====== TEXTO ======
ENSINO MÉDIO “SOLUCIONADO”: EDUCAÇÃO INTEGRAL, PROTAGONISMO JUVENIL, FLEXIBILIDADE CURRICULAR E COMPETÊNCIAS SOCIOEMOCIONAIS
A proposta denominada de Solução Educacional para o Ensino Médio (SEEM), resultante da parceria entre o Instituto Ayrton Senna (IAS) e a SEEDUC/RJ com a intenção de superar o fracasso escolar da etapa, desde sua publicação em 2013, passou a ser considerada como política oficial curricular para o Programa de Educação Integral da rede estadual.
A leitura dos documentos do IAS permite-nos identificar seis eixos norteadores. Três destes estão relacionados ao modelo pedagógico: construção de um conceito único de educação integral; presença de uma matriz flexível de competências cognitivas e socioemocionais; estratégias de organização integrada do currículo. Os outros três dizem respeito ao modelo de implantação: processos de formação e acompanhamento; monitoramento e a avaliação dos processos de implementação; institucionalização da educação integral. (INSTITUTO AYRTON SENNA, 2015).
====== CONTEÚDO DOS DADOS ======
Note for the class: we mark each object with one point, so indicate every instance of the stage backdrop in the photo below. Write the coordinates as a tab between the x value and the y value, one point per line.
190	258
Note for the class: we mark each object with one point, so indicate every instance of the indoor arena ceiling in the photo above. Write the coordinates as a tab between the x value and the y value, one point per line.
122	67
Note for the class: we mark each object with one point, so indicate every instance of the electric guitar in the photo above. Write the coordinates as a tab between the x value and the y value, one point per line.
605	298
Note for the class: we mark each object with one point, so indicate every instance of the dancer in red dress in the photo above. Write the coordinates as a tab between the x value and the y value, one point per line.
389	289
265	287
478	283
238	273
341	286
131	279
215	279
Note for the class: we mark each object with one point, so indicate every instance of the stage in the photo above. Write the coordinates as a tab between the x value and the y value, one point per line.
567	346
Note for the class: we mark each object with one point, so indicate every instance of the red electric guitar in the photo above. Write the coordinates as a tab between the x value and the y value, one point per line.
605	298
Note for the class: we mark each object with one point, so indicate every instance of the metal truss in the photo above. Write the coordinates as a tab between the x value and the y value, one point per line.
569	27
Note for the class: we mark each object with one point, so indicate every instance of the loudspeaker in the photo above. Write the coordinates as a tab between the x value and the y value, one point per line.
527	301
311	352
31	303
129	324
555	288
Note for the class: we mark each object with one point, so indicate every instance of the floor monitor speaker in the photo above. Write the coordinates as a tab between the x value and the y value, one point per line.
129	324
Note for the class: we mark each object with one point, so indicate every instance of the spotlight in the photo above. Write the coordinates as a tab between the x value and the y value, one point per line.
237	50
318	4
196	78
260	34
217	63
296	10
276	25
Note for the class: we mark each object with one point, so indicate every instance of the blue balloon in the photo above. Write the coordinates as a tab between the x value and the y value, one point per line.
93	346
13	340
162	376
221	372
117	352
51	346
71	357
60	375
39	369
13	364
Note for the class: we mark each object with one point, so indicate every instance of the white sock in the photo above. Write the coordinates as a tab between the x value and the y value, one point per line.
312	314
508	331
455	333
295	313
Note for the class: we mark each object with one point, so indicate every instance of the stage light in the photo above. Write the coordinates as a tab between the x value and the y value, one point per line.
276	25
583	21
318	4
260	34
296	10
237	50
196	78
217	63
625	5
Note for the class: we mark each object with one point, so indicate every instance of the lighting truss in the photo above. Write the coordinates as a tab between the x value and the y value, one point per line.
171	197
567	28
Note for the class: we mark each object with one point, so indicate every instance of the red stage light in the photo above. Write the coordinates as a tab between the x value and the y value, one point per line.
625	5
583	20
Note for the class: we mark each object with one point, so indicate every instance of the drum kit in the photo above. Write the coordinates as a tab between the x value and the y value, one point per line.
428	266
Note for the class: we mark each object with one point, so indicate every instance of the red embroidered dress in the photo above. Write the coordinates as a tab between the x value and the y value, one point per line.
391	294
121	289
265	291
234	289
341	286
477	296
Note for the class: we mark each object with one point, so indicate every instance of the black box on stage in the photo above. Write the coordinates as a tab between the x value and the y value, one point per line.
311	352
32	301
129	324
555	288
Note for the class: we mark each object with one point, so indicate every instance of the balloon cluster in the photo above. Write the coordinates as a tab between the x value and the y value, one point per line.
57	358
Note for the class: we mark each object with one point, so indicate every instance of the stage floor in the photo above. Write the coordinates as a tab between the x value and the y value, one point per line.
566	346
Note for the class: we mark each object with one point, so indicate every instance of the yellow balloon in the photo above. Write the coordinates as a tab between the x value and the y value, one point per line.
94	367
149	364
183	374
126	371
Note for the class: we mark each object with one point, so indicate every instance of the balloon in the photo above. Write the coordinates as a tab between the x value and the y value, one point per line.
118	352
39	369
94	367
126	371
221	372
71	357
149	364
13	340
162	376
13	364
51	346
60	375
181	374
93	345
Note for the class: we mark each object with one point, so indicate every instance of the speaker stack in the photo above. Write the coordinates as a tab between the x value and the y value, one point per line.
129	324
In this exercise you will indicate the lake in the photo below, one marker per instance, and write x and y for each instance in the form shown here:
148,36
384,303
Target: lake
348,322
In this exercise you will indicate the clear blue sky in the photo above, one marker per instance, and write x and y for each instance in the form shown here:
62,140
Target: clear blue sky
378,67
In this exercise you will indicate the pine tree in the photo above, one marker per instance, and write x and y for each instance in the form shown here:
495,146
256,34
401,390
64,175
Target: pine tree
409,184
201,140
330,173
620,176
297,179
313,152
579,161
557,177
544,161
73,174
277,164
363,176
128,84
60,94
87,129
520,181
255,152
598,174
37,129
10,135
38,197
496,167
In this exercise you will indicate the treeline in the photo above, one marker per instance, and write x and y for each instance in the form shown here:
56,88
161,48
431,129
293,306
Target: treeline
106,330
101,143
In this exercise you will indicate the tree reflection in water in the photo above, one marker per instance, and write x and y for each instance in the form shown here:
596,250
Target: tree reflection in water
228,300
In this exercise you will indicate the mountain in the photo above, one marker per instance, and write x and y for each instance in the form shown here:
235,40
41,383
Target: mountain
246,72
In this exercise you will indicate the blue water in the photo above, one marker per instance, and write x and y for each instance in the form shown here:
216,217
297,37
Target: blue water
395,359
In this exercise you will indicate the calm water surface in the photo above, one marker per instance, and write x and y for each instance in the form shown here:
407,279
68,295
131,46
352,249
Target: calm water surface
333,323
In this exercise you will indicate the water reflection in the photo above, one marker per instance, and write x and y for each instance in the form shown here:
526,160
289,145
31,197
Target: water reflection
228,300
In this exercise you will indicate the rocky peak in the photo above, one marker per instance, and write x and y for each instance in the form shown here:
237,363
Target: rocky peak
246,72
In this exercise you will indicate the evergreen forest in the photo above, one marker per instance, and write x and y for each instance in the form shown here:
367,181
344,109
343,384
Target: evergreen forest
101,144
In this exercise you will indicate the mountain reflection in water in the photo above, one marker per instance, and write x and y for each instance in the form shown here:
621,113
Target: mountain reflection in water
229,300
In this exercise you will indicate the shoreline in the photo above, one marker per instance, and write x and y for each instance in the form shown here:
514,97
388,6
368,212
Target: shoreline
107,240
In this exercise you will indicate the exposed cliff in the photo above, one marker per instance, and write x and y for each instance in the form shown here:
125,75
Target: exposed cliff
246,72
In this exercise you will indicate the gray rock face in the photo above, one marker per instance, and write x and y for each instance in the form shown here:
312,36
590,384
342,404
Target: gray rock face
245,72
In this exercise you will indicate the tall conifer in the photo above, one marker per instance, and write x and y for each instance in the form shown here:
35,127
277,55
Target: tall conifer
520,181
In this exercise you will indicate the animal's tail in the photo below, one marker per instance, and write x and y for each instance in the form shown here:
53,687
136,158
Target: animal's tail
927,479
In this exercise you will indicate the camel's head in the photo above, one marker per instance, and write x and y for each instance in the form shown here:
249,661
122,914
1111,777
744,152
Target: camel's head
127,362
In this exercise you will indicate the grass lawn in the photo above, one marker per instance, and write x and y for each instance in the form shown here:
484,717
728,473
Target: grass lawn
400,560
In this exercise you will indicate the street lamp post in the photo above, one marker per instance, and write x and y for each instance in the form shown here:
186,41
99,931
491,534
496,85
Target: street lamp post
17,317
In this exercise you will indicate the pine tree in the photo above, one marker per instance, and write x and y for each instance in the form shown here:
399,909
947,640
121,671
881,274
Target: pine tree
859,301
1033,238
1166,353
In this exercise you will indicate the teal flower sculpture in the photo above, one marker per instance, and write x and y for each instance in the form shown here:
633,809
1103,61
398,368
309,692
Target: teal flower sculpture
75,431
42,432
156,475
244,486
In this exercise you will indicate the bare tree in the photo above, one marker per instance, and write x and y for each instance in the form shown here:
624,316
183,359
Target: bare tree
======
* _REQUISITOS DO EXERCÍCIO_:
[A] Responda às perguntas abaixo com base no texto sobre o ensino médio.
(i) Em que ano foi publicada a Solução Educacional para o Ensino Médio?
(ii) Quais instituições firmaram a parceria que deu origem à proposta?
(iii) Quantos eixos norteadores dizem respeito ao modelo de implantação?
[B] Prossiga com o texto sobre o ensino médio a partir da última frase.

* _RESPOSTAS POR TAREFA_:
[A]
(i) Em 2013.
(ii) O Instituto Ayrton Senna (IAS) e a SEEDUC/RJ.
(iii) Três.

[B]
A partir do convênio entre SEEDUC/RJ e IAS, foi implantada, em 2013, uma primeira experiência no Colégio Estadual Chico Anysio (CECA), que integrava o Programa Ensino Médio de Referência. Esta surge inicialmente como “ensino médio experimental”, e serviu para validar a proposta na rede (MOEHLECKE, 2018). Em 2016, o referido programa foi levado para mais duas escolas. Segundo os documentos elaborados pelo IAS,
(...) os conhecimentos gerados pela experiência no CECA servem de base para a expansão da iniciativa em toda a rede de ensino estadual. A escola mostrou um desempenho médio 50% melhor nas diversas disciplinas da matriz curricular do ensino médio, comparado às escolas avaliadas pelo Sistema de Avaliação Bimestral do Processo de Ensino e Aprendizagem (Saerjinho), evidenciando que o desenvolvimento de habilidades socioemocionais melhora a performance cognitiva (INSTITUTO AYRTON SENNA, s/d,b, grifos do autor).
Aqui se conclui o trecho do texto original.